Things to do
1. In the weather reminiscing post below, where did the writer teach during the second year?
2. Retype the weather reminiscing post between "My first year" and "around the school.", inclusive.
==== Reading passage ====
Weather Reminiscing

The hazy weather oddly reminds me a lot of school. When I was teaching, the transition from the excitement in August to a kind of serious feeling in September is so palpable. It gets windier, kids start bundling up, and I start to feel alarmed.

My first year of teaching at IHCS in Perris, I got in huge trouble around this time of the year. It was when students really started to misbehave, and one student accused me of pinching him. It was then that my life became hellish. My second year at Marguerita in Alhambra, the teachers I was assisting started getting terriorial and things got super chaotic with commuting and substituting around the school.

My third and last year of contract eaching is probably most bittersweet to me. I remember that September so clearly as the time when things started to change: when I was leaving right after the last bell because I was so exhausted, watching the kids at recess (and seeing them on the playground is somehow so memorable to me), and the sense of dread I felt at every staff meeting. I remember asking Shay for help and meeting Irene. Stopping by the pho place in Fullerton on my way back because I was exhausted and feeling like I could not keep going.
==== Supplied material ====
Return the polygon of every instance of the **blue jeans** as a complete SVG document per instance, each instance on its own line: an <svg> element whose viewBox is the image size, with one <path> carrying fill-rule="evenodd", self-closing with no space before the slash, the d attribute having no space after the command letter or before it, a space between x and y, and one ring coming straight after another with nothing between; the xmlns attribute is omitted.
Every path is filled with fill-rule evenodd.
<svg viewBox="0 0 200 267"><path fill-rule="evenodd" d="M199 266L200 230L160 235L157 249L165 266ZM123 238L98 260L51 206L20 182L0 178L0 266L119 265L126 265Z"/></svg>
====
Solved problems
1. Marguerita in Alhambra.

2.
My first year of teaching at IHCS in Perris, I got in huge trouble around this time of the year. It was when students really started to misbehave, and one student accused me of pinching him. It was then that my life became hellish. My second year at Marguerita in Alhambra, the teachers I was assisting started getting terriorial and things got super chaotic with commuting and substituting around the school.